PASSAGE PROVIDED:
• • •
In another embodiment the classification step can be performed by reducing a multiclass problem to several binary classification problems as described in the following technical publication: Duan, Kai-Bo; and Keerthi, S. Sathiya (2005). “Which Is the Best Multiclass SVM Method? An Empirical Study”. Proceedings of the Sixth International Workshop on Multiple Classifier Systems. Lecture Notes in Computer Science 3541: 278. Binary classification classifies instances into two classes. An approach of reducing multiclass problem to several binary ones includes performing for each class/category a “one-vs-all” binary classification. For example, an unseen document can be compared to one category and to all of the remaining categories as the second class. In one embodiment, the binary classification can be based on constructing hyperplanes, such as the hyperplanes described in the following technical publication: Cortes, Corinna; and Vapnik, Vladimir N.; “Support-Vector Networks”, Machine Learning, 20, 1995 and U.S. Pat. No. 5,950,146. In one embodiment, classifier construction includes representing, with the above described techniques, all documents as vectors. Training documents are represented as follows {(x,y): yε{−1,1}}, where −1 and 1 are the labels of the first and the second class respectively. Then, a hyperplane w·x−b=0 separating training documents with y=1 from those with y=−1, is constructed, so that the margin is maximal. Thus, the space is divided into two subspaces by the hyperplanes. For an unseen document x, the binary decision is if the document is y=1 or y=−1 and is done as follows: sign(w·x−b).
FIG. 4 shows a flowchart of operations for assigning topics to documents in accordance with one embodiment. All the documents in a corpus are retrieved or crawled from a database or a network, such as the internet (401). As a result, a set of texts is obtained (402). A classification method is applied to the texts 402. In some embodiments the classification method uses the set 103 as a training set (403). Any existing classification method can be applied to classify the documents. As a result of the classification, documents are labeled with topics (105).
• • •
WHAT IS NEEDED:
Answer these from the passage on document classification:
1. Which labels mark the first and second class of training documents?
2. Where are the documents in a corpus retrieved or crawled from?
3. What expression gives the binary decision for an unseen document?
The lines after this text aren't needed.
• • •
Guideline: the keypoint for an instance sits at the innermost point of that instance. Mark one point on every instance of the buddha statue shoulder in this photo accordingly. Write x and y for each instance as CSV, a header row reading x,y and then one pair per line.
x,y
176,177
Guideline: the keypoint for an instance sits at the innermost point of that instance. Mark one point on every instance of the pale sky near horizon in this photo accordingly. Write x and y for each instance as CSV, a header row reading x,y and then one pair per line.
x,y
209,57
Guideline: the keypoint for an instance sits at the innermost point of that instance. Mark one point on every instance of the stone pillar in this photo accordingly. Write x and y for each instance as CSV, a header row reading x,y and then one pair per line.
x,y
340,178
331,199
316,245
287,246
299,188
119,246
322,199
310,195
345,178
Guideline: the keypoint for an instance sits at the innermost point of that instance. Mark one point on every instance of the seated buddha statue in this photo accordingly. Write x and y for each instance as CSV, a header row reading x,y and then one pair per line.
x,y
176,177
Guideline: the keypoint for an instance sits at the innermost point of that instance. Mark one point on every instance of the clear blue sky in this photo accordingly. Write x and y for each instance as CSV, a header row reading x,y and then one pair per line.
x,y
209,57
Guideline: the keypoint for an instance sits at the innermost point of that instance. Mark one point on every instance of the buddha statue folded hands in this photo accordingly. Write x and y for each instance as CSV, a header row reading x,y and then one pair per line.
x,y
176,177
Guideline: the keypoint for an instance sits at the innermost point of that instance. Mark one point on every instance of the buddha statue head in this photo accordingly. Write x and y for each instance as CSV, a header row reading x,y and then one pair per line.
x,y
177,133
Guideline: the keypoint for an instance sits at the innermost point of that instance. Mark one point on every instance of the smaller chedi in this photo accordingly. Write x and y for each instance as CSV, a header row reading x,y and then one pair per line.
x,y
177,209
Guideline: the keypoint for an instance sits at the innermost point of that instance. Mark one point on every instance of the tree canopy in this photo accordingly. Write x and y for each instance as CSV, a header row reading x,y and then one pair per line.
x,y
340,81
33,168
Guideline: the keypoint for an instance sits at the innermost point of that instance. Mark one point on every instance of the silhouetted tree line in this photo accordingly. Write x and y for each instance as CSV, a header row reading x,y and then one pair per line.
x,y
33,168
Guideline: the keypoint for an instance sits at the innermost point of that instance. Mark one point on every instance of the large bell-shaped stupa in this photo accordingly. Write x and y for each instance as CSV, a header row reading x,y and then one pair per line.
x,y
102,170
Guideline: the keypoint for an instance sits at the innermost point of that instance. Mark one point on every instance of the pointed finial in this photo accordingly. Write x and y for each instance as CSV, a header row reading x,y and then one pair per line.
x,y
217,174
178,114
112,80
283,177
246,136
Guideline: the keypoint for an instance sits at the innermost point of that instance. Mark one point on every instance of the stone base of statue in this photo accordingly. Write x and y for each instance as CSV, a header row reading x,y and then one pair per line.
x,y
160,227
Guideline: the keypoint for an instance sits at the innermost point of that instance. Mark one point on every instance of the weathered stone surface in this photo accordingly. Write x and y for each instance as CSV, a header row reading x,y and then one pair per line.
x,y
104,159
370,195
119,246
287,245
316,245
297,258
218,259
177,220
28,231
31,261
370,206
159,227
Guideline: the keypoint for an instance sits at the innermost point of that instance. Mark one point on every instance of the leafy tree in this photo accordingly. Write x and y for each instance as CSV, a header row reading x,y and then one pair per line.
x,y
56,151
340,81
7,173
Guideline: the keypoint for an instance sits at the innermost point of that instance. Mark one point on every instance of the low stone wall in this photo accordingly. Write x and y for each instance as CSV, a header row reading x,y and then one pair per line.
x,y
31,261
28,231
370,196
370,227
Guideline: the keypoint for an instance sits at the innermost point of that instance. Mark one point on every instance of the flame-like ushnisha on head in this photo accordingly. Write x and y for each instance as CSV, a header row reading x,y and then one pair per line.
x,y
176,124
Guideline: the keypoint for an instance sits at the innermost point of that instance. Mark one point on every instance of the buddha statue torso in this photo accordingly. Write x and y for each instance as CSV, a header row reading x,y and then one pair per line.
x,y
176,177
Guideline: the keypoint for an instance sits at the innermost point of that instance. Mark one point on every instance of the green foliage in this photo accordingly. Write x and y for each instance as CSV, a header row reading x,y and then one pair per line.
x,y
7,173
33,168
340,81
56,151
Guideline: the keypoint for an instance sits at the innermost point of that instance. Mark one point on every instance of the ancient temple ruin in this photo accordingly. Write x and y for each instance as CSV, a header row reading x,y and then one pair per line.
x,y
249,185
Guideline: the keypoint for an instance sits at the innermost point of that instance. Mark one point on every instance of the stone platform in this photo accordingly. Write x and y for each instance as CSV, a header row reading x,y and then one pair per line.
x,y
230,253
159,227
• • •
SOLUTION TO THIS EXERCISE:
1. −1 for the first class and 1 for the second.
2. From a database or a network, such as the internet.
3. sign(w·x−b)